- **Requirement**: In the listing below, reproduce the lines beginning with the line that contains "Practice step: find the microphone" and ending with the line that contains "(1112, 684)". Replace "navy blazer" with "dark blue blazer" and leave everything else unchanged.

- **The input**:
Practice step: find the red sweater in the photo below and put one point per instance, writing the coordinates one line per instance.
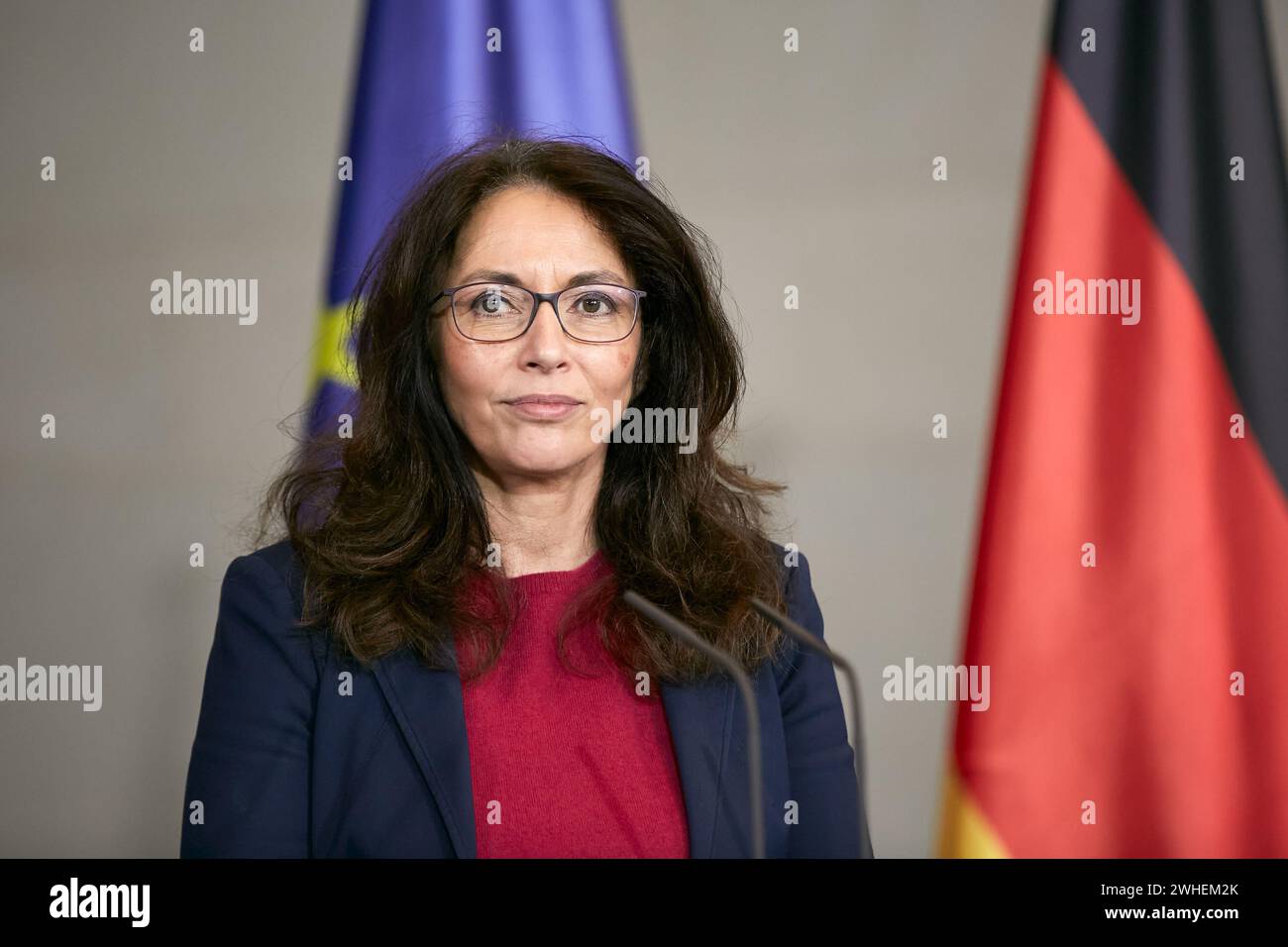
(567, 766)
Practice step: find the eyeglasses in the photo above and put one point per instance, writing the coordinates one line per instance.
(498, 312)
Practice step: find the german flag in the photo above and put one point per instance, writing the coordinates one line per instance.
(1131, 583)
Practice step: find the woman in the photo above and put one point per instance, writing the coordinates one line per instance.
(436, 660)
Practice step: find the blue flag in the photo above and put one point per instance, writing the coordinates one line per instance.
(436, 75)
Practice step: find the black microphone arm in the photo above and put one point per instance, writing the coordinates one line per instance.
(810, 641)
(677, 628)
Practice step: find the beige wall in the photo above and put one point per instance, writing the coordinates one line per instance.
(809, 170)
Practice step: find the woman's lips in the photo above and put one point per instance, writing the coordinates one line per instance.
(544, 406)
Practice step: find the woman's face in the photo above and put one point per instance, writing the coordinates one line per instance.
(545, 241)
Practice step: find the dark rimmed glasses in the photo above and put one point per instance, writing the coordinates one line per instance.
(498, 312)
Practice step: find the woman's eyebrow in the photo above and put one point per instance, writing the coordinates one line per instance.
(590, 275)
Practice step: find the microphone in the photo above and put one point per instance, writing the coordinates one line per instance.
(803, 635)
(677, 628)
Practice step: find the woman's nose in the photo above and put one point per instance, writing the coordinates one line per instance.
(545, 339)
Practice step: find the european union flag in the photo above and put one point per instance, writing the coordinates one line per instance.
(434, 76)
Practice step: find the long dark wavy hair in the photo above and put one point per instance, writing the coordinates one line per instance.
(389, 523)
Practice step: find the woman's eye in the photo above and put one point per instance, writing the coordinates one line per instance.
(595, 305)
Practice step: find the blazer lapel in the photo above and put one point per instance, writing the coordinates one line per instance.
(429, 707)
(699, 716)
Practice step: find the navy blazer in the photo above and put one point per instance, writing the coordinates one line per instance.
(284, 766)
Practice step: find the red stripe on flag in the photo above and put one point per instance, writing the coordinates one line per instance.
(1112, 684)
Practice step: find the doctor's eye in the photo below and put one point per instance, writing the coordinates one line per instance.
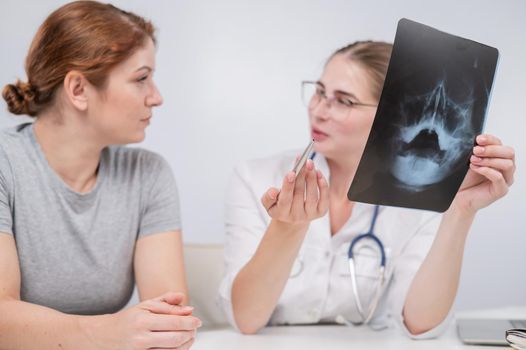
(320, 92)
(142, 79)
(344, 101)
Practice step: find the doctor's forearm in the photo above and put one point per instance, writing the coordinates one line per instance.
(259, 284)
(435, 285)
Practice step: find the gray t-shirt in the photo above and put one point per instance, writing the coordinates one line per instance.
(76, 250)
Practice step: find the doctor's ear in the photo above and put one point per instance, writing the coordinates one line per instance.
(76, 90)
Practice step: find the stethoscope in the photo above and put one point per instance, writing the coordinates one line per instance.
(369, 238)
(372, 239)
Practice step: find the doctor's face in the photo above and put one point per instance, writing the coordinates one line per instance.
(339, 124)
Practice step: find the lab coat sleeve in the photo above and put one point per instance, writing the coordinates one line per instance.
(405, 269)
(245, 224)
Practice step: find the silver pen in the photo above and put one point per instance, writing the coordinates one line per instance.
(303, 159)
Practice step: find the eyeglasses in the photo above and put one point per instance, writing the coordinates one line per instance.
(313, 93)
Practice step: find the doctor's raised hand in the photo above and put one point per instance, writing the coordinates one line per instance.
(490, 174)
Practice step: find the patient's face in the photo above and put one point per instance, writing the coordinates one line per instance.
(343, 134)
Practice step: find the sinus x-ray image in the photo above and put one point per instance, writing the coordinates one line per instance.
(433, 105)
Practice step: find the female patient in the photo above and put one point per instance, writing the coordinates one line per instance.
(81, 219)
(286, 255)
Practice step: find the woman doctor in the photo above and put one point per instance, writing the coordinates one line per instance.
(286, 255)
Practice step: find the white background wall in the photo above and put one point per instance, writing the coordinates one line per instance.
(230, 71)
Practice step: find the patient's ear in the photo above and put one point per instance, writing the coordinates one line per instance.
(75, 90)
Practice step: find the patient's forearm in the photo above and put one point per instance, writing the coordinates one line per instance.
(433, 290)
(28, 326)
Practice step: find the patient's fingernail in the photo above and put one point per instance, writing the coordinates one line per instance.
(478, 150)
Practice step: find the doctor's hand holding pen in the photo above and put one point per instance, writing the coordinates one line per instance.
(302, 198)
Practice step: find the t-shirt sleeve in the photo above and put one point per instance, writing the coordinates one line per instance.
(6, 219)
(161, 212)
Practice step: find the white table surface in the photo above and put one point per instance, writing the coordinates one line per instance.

- **Expected answer**:
Practice step: find the microphone in the photo above and put one point per instance, writing the coordinates one line per instance.
(803, 635)
(677, 628)
Practice step: find the woman's nose in the photo above and put one point per instance, writing the coordinates one line per instance.
(545, 339)
Practice step: find the european union flag in the photo above and put one point per instance, writing the coordinates one line per instance.
(434, 76)
Practice step: find the long dark wavy hair in the photo above and put one point per instance, writing the coordinates one line per instance.
(389, 523)
Practice step: find the woman's eye in the photo above and put one point per instance, writing the coordinates one line per instance.
(595, 305)
Practice step: find the blazer lapel in the photo above and put one point per instance, writing the coordinates one line per instance.
(429, 707)
(699, 716)
Practice step: find the dark blue blazer in the photo above and put one point per instance, writing the coordinates one line per instance.
(284, 766)
Practice step: find the red stripe on flag in the photo above and put one point per instance, writing the coordinates one line per instance.
(1112, 684)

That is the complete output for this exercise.